Beginning with the line containing "on shorts in the picture above?" and ending with the last line of the records, set down every line exactly.
[START Extracted records]
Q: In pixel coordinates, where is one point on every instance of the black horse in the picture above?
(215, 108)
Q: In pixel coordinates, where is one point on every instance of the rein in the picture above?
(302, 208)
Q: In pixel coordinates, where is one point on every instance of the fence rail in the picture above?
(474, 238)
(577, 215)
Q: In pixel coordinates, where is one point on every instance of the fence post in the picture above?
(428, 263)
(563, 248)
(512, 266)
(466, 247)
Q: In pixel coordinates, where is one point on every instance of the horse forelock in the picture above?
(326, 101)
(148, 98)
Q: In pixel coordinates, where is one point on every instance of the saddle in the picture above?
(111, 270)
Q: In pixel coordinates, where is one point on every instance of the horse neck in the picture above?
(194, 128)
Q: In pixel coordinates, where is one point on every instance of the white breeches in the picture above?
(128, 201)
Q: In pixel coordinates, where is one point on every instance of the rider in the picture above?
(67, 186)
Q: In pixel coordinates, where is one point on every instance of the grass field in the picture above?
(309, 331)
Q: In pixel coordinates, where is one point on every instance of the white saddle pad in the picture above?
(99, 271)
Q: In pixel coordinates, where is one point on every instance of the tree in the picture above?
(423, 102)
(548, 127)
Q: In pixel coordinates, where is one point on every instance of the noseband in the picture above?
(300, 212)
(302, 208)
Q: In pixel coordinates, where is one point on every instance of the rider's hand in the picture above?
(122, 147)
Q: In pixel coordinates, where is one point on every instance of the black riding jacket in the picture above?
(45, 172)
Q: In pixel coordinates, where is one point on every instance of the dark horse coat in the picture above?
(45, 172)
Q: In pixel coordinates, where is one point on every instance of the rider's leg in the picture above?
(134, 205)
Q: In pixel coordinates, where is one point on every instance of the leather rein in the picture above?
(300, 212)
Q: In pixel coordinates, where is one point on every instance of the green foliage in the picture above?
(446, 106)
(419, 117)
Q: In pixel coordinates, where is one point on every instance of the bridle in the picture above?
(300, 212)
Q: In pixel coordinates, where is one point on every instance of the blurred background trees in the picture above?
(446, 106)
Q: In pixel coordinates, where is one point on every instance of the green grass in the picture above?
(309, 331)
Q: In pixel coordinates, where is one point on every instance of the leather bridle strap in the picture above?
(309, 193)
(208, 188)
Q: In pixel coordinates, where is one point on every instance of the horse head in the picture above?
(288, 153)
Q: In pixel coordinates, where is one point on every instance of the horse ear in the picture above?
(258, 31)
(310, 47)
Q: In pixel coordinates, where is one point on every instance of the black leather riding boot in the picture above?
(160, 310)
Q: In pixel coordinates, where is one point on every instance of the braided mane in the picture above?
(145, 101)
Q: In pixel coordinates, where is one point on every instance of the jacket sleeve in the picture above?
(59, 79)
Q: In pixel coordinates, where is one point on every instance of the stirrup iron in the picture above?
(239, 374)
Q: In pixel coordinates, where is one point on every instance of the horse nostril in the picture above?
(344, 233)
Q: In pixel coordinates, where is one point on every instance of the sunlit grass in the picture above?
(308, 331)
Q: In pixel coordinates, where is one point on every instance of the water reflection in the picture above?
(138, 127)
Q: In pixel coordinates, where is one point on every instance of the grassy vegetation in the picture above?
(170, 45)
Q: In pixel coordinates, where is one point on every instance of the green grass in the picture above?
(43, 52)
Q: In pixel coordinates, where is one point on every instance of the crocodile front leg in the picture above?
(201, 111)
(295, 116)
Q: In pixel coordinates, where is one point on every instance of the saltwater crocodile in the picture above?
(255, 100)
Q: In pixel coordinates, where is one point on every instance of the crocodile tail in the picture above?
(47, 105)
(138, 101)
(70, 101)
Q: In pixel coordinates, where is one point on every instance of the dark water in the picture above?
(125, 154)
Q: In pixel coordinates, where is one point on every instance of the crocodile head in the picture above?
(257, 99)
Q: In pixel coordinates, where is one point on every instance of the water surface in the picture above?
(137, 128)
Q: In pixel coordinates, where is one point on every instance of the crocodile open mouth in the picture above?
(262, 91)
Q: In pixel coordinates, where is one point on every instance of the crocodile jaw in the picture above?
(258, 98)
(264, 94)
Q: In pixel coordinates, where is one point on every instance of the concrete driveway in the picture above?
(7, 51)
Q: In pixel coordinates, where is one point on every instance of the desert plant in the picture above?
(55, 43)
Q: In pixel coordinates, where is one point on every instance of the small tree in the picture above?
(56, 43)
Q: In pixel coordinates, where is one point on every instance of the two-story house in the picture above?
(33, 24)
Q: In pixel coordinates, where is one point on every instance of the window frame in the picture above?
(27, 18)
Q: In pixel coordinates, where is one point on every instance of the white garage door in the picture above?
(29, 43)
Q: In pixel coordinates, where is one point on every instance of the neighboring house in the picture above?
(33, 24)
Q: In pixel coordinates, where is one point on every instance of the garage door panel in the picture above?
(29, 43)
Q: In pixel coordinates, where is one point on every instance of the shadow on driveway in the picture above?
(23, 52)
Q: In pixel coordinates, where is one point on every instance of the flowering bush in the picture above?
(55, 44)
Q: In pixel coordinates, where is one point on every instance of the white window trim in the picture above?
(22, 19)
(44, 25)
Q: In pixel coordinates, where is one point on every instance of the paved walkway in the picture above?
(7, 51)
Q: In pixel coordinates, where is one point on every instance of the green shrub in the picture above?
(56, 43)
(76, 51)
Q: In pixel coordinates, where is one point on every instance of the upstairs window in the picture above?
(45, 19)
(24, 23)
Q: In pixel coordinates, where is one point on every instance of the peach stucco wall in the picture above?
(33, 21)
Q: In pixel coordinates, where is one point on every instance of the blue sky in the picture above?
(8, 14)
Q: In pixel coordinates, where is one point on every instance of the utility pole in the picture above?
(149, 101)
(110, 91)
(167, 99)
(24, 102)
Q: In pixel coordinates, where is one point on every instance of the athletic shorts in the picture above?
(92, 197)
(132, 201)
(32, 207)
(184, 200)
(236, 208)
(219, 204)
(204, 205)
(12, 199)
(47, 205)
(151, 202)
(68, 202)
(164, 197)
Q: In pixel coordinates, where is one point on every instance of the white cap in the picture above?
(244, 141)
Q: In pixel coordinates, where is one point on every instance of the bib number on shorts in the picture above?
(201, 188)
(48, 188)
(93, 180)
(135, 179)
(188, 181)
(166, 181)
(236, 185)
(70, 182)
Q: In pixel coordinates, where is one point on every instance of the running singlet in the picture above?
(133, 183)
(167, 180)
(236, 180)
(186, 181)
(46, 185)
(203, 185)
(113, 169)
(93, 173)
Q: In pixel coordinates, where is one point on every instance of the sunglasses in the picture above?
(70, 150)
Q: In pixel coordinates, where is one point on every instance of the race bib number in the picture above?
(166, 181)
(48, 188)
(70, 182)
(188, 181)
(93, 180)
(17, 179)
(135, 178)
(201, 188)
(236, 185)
[END Extracted records]
| Solution |
Q: In pixel coordinates, where is one point on every instance of the bib number on shorts in the picture above?
(201, 188)
(48, 188)
(93, 180)
(135, 179)
(188, 181)
(166, 181)
(236, 185)
(70, 182)
Q: In pixel coordinates, where is one point on every instance of the running singlet in the picture above?
(133, 183)
(167, 180)
(236, 180)
(186, 181)
(46, 185)
(203, 185)
(113, 169)
(93, 173)
Q: In pixel coordinates, where is one point on every instance of the sunglasses in the picture above?
(70, 150)
Q: In pixel coordinates, where is one point on every instance of the race bib number in the picture above?
(166, 181)
(48, 188)
(70, 182)
(188, 181)
(93, 180)
(17, 179)
(135, 178)
(201, 188)
(236, 185)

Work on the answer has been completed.